WHAT IS BEING ASKED: Return every line of the material below verbatim, with no changes.

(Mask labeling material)
=====

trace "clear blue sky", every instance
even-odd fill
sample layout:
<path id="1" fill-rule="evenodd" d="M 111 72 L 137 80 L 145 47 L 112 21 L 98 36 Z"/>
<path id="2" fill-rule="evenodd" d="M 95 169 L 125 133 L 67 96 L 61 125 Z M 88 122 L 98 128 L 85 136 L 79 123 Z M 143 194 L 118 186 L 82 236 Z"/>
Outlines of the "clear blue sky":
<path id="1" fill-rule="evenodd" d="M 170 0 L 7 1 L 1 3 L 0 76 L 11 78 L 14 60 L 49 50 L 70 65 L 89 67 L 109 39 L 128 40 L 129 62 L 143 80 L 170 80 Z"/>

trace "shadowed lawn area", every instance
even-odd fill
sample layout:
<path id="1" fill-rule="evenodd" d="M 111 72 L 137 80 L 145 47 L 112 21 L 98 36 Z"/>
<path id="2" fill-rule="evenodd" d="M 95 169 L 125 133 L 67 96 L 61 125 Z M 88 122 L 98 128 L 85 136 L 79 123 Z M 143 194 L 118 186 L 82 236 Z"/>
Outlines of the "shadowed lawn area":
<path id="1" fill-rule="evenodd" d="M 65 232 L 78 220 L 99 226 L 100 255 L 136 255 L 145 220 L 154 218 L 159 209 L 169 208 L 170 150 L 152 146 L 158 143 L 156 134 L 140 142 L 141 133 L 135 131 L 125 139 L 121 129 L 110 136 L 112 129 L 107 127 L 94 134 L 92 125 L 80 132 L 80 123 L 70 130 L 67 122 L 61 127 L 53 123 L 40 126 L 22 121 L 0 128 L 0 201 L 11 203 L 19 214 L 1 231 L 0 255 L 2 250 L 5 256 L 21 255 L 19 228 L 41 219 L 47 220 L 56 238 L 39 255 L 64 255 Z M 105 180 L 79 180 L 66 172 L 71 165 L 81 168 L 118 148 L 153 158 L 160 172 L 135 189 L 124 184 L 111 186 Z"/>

=====

WORKED ANSWER:
trace "clear blue sky", every instance
even-odd fill
sample layout:
<path id="1" fill-rule="evenodd" d="M 111 72 L 137 80 L 145 47 L 112 21 L 98 36 Z"/>
<path id="2" fill-rule="evenodd" d="M 95 169 L 125 133 L 67 96 L 61 125 Z M 88 122 L 98 128 L 85 136 L 79 123 Z M 143 194 L 118 186 L 82 236 Z"/>
Outlines of the "clear blue sky":
<path id="1" fill-rule="evenodd" d="M 170 0 L 7 1 L 1 3 L 0 76 L 11 78 L 14 60 L 49 50 L 70 65 L 89 67 L 109 39 L 128 40 L 129 62 L 143 80 L 170 80 Z"/>

trace "shadowed lawn area", every instance
even-odd fill
sample layout:
<path id="1" fill-rule="evenodd" d="M 111 72 L 137 80 L 145 47 L 112 21 L 98 36 Z"/>
<path id="2" fill-rule="evenodd" d="M 95 169 L 125 133 L 67 96 L 61 125 Z M 88 122 L 98 128 L 85 136 L 79 123 Z M 143 194 L 118 186 L 82 236 Z"/>
Outlines of the "shadowed lawn area":
<path id="1" fill-rule="evenodd" d="M 65 232 L 78 220 L 99 226 L 100 255 L 136 255 L 145 220 L 154 218 L 159 209 L 169 208 L 170 150 L 152 146 L 158 143 L 156 134 L 140 142 L 141 133 L 135 131 L 125 139 L 121 129 L 110 136 L 112 129 L 107 127 L 94 134 L 92 125 L 80 132 L 80 123 L 70 130 L 67 122 L 61 127 L 53 123 L 40 126 L 22 121 L 0 128 L 0 201 L 11 203 L 19 214 L 1 231 L 0 255 L 2 250 L 5 256 L 21 255 L 19 228 L 41 219 L 47 220 L 56 238 L 39 255 L 64 255 Z M 105 180 L 79 180 L 66 172 L 71 165 L 81 168 L 118 148 L 153 158 L 160 172 L 135 189 L 124 184 L 111 186 Z"/>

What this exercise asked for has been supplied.